> [WHAT IS NEEDED] In the reflection on time and the body, rewrite the paragraph beginning "In the first two chapters of Ecclesiastes" as a brief bulleted list that keeps its main facts.

Have you ever heard the song “On My Bones” by Kendall Payne? You should check it out.
What this world has brought me
What this world has taught me
Senseless spinning, never tie instead of winning
Ice cream for licking, the clock’s always ticking
No one is free, someone must have a key
Oh this world has been hard on my bones
In the past few years, I’ve noticed a new dimension to life as Derek Sisterhen here on earth: lingering physical discomfort.
Now, you should know that I’m a pretty healthy individual. I stay active and eat wisely. But as I hit my late twenties, I started noticing how things like working in the yard, or going to the gym after a long weekend away, or even driving in the car for an extended period of time left my body feeling sore and stiff. No longer do I bounce back like I once did.
There’s more to it than simply stretching before doing (pretty much) anything. Time is beginning to work against me. And it’s working against you, too.
The clock’s always ticking…
There is something subversive and ferocious in time’s quiet, steady march forward. What we may gain in wisdom and experience is leveraged with deterioration of body. We can’t keep up. Perhaps this is why, after aging enough to attain such a level of insight, Oscar Wilde said, “Youth is wasted on the young.” Once we’ve gained the wisdom to realize the fullness of youthful exuberance, soreness and fatigue begin to settle in like a fog.
Some will labor against time’s march, trying to buck the inevitable through hyper-fitness, surgical procedures, or chemistry. That’s denial. We all know we’re fighting a losing battle. In the end, it’s the same for all of our bodies, our bones.
In the first two chapters of Ecclesiastes, Solomon laments the meaninglessness of everything. And he means everything. Solomon had the resources to wring his lifetime dry of experiences, desires, and indulgences. He could do whatever he wanted with his time. All of it depressed him and he decried it all as meaningless.
Yet, in the midst of his depression, he submits the following, a flicker of light in an otherwise dark recording:
[God] has made everything beautiful in its time. He has also set eternity in the human heart; yet no one can fathom what God has done from beginning to end. (Ecclesiastes 3:11)

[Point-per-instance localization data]
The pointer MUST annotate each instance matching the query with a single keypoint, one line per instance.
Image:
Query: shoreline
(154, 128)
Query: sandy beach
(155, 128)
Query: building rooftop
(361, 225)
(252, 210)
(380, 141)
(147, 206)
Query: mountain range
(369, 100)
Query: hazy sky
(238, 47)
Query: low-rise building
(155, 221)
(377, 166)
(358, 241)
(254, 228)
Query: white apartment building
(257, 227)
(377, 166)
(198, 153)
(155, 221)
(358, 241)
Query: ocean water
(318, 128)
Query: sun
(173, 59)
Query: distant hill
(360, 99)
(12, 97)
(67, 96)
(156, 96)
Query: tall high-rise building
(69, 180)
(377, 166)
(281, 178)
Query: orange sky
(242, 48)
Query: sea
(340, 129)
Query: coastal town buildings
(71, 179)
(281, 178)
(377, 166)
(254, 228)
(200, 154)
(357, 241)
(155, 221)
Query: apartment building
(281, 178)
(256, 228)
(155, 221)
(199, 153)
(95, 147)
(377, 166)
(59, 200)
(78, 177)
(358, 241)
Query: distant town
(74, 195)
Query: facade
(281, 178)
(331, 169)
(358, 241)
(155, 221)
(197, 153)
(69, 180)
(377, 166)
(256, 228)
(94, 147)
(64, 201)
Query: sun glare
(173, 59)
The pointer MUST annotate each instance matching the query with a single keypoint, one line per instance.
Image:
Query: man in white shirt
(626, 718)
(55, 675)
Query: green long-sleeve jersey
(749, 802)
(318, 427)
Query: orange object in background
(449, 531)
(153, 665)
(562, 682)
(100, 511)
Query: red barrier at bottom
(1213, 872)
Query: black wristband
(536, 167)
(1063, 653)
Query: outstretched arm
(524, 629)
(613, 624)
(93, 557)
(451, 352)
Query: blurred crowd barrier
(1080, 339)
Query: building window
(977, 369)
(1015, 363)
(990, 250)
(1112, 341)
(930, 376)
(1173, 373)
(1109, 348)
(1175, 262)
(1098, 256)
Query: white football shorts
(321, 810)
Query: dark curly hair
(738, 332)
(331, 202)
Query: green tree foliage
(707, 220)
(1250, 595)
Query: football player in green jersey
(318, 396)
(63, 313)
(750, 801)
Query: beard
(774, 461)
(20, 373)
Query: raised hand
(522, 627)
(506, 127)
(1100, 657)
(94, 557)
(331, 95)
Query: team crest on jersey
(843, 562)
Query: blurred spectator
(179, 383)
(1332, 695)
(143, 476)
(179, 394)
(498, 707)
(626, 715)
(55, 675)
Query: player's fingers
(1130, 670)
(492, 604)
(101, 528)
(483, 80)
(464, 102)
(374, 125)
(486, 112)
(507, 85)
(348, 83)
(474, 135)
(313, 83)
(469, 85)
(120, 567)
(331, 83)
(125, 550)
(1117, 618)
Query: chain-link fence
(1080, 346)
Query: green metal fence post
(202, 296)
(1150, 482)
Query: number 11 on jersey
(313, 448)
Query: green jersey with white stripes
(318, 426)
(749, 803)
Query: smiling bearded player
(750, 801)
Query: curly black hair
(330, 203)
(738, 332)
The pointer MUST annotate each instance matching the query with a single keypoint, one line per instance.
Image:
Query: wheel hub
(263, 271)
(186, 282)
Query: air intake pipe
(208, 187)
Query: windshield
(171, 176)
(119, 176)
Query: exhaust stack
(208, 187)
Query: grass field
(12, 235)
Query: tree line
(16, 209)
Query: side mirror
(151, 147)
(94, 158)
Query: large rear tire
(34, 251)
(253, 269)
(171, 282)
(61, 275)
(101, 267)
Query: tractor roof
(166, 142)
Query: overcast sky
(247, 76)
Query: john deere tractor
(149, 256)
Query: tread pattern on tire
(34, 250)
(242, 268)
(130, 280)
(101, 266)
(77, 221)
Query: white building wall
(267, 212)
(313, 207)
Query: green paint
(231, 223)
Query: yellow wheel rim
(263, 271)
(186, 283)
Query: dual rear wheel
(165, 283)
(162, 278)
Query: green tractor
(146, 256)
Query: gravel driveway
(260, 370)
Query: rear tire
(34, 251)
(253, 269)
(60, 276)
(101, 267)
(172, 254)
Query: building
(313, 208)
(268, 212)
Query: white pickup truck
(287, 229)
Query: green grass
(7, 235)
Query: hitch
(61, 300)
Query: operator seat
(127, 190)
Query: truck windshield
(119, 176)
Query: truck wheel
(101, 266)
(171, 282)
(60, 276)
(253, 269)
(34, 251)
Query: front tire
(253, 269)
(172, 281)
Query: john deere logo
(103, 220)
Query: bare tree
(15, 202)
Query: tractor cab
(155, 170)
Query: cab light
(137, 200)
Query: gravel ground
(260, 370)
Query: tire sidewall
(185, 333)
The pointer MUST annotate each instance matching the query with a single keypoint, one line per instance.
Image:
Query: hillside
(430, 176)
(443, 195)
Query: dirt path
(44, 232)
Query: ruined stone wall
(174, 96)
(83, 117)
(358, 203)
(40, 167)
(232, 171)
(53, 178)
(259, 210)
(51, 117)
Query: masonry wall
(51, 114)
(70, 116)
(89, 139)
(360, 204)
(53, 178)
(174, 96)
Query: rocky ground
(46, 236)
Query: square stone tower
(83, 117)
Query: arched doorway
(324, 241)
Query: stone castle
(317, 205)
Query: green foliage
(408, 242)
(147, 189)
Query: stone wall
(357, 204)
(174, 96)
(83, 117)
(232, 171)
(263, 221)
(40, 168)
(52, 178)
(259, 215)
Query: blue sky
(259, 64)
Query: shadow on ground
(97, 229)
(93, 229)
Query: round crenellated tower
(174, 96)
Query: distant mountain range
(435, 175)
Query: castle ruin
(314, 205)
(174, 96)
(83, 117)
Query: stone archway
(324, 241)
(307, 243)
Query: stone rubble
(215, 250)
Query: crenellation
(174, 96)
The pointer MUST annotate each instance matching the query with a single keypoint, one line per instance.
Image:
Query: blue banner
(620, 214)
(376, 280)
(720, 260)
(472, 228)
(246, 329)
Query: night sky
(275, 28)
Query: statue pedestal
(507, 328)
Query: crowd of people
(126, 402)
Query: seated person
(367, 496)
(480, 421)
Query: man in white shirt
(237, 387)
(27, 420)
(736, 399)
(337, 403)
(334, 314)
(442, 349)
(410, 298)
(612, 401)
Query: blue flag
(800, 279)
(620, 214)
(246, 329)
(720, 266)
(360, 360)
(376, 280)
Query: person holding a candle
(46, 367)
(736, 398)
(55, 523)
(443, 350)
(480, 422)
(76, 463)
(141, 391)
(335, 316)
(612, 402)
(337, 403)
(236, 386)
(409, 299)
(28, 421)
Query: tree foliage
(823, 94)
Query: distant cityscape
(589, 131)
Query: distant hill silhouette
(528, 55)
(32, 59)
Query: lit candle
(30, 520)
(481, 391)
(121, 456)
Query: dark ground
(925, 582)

> [EXPECTED ANSWER]
- In the first two chapters of Ecclesiastes, Solomon laments that everything is meaningless.
- He had the resources to exhaust his lifetime of experiences, desires, and indulgences.
- He could do whatever he wanted with his time.
- All of it depressed him, and he declared it all meaningless.